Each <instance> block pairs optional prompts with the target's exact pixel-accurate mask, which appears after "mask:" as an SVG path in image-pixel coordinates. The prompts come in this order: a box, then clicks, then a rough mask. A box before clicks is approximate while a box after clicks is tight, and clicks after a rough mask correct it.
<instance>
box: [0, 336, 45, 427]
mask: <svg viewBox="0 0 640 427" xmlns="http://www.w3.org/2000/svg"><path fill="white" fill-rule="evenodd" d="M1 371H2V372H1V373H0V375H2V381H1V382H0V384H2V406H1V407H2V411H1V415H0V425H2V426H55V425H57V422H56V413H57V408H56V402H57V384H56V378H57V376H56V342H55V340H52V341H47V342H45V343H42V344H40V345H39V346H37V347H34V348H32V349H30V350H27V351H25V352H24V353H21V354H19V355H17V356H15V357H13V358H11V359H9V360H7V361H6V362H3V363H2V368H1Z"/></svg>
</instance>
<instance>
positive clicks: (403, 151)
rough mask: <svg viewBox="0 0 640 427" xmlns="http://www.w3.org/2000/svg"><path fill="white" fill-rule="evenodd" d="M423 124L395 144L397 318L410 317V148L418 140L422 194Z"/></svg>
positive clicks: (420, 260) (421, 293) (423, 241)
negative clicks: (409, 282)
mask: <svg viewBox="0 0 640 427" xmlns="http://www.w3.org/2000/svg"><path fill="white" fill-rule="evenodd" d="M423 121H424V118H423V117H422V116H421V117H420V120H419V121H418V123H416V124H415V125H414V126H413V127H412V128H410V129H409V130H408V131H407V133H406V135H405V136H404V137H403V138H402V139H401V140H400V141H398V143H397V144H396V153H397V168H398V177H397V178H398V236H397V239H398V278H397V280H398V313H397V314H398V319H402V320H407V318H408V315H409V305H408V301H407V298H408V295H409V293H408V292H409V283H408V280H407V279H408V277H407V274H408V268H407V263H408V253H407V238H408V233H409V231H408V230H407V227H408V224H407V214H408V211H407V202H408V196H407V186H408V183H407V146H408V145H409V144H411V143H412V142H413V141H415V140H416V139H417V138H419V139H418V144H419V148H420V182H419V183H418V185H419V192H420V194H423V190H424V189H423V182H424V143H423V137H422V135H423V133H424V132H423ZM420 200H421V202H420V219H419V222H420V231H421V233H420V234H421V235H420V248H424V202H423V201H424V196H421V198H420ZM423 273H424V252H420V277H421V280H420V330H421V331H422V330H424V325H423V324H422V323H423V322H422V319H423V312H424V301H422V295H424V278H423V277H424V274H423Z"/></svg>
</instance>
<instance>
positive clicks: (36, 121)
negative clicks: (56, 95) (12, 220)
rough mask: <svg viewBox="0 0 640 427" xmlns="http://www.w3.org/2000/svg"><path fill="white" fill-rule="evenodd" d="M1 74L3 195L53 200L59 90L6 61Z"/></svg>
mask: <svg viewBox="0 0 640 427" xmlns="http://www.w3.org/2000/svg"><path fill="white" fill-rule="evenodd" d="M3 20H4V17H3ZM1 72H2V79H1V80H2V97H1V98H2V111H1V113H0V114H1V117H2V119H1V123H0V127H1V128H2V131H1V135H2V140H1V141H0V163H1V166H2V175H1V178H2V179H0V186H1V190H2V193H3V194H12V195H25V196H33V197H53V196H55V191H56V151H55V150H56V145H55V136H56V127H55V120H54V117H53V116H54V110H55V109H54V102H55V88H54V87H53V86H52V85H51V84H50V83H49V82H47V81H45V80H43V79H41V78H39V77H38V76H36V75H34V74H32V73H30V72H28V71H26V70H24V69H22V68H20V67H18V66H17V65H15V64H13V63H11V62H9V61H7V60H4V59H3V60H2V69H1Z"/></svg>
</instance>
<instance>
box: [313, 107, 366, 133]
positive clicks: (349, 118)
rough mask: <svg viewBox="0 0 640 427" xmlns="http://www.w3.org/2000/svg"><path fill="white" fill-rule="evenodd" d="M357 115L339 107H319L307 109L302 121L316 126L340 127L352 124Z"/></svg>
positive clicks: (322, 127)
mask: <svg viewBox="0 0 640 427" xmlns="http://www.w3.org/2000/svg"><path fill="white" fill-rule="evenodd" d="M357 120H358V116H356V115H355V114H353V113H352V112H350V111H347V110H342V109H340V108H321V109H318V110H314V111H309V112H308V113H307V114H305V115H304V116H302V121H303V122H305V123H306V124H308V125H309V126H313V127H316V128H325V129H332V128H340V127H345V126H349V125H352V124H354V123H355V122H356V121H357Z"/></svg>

What the exercise asks: From the first line to the last, copy the data exactly.

Output:
Each <instance> block pairs optional prompts with the target's exact pixel-accurate mask, which appears after "mask:" as an SVG path in image-pixel coordinates. The prompts come in this order: a box, then clicks, then a rough mask. A box before clicks is approximate while a box after clicks is tight, and clicks after a rough mask correct it.
<instance>
box: [0, 336, 45, 427]
mask: <svg viewBox="0 0 640 427" xmlns="http://www.w3.org/2000/svg"><path fill="white" fill-rule="evenodd" d="M1 371H2V372H1V373H0V375H2V381H1V382H0V384H2V406H1V407H2V411H1V415H0V425H2V426H55V425H57V422H56V413H57V408H56V402H57V384H56V378H57V376H56V342H55V340H52V341H47V342H45V343H42V344H40V345H39V346H37V347H34V348H32V349H30V350H27V351H25V352H24V353H21V354H19V355H17V356H15V357H13V358H11V359H9V360H7V361H6V362H3V363H2V368H1Z"/></svg>
</instance>
<instance>
positive clicks: (403, 151)
rough mask: <svg viewBox="0 0 640 427" xmlns="http://www.w3.org/2000/svg"><path fill="white" fill-rule="evenodd" d="M423 124L395 144L397 318L410 317V148L418 140L422 194Z"/></svg>
positive clicks: (420, 260) (421, 293) (423, 241)
negative clicks: (409, 282)
mask: <svg viewBox="0 0 640 427" xmlns="http://www.w3.org/2000/svg"><path fill="white" fill-rule="evenodd" d="M423 121H424V118H423V117H422V116H421V117H420V120H419V121H418V123H416V124H415V125H414V126H413V127H412V128H410V129H409V130H408V131H407V133H406V135H405V136H404V137H403V138H402V139H401V140H400V141H398V143H397V144H396V153H397V168H398V177H397V178H398V236H397V239H398V278H397V280H398V313H397V314H398V319H402V320H407V318H408V315H409V305H408V301H407V298H408V295H409V293H408V292H409V283H408V280H407V279H408V277H407V274H408V268H407V263H408V253H407V238H408V233H409V231H408V230H407V227H408V224H407V214H408V211H407V202H408V196H407V186H408V183H407V146H408V145H409V144H411V143H412V142H413V141H415V140H416V139H417V138H419V139H418V144H419V148H420V182H419V183H418V185H419V192H420V194H423V190H424V189H423V182H424V143H423V137H422V135H423V133H424V132H423ZM420 200H421V202H420V219H419V222H420V231H421V233H420V234H421V235H420V248H424V202H423V201H424V196H421V198H420ZM423 273H424V252H420V277H421V280H420V330H421V331H422V330H424V325H423V324H422V323H423V322H422V319H423V312H424V301H422V295H424V278H423V277H424V274H423Z"/></svg>
</instance>
<instance>
positive clicks: (36, 121)
negative clicks: (56, 95) (12, 220)
rough mask: <svg viewBox="0 0 640 427" xmlns="http://www.w3.org/2000/svg"><path fill="white" fill-rule="evenodd" d="M1 74L3 195L53 200L59 90L6 61Z"/></svg>
mask: <svg viewBox="0 0 640 427" xmlns="http://www.w3.org/2000/svg"><path fill="white" fill-rule="evenodd" d="M3 20H4V17H3ZM1 72H2V79H1V80H2V97H1V98H2V111H1V113H0V114H1V117H2V119H1V123H0V127H1V128H2V131H1V135H2V140H1V141H0V163H1V166H2V175H1V178H2V179H0V186H1V190H2V193H3V194H12V195H25V196H33V197H53V196H55V191H56V151H55V150H56V145H55V136H56V127H55V120H54V117H53V116H54V110H55V109H54V102H55V88H54V87H53V86H52V85H51V84H50V83H49V82H47V81H45V80H43V79H41V78H39V77H38V76H36V75H34V74H32V73H30V72H28V71H26V70H24V69H22V68H20V67H18V66H17V65H15V64H13V63H11V62H9V61H7V60H4V59H3V60H2V69H1Z"/></svg>
</instance>
<instance>
box: [313, 107, 366, 133]
positive clicks: (349, 118)
rough mask: <svg viewBox="0 0 640 427" xmlns="http://www.w3.org/2000/svg"><path fill="white" fill-rule="evenodd" d="M357 115L339 107H319L307 109L302 121L316 126L340 127L352 124Z"/></svg>
positive clicks: (322, 127)
mask: <svg viewBox="0 0 640 427" xmlns="http://www.w3.org/2000/svg"><path fill="white" fill-rule="evenodd" d="M357 120H358V116H356V115H355V114H353V113H352V112H350V111H347V110H342V109H340V108H321V109H318V110H314V111H309V112H308V113H307V114H305V115H304V116H302V121H303V122H305V123H306V124H308V125H309V126H313V127H316V128H325V129H332V128H340V127H345V126H349V125H352V124H354V123H355V122H356V121H357Z"/></svg>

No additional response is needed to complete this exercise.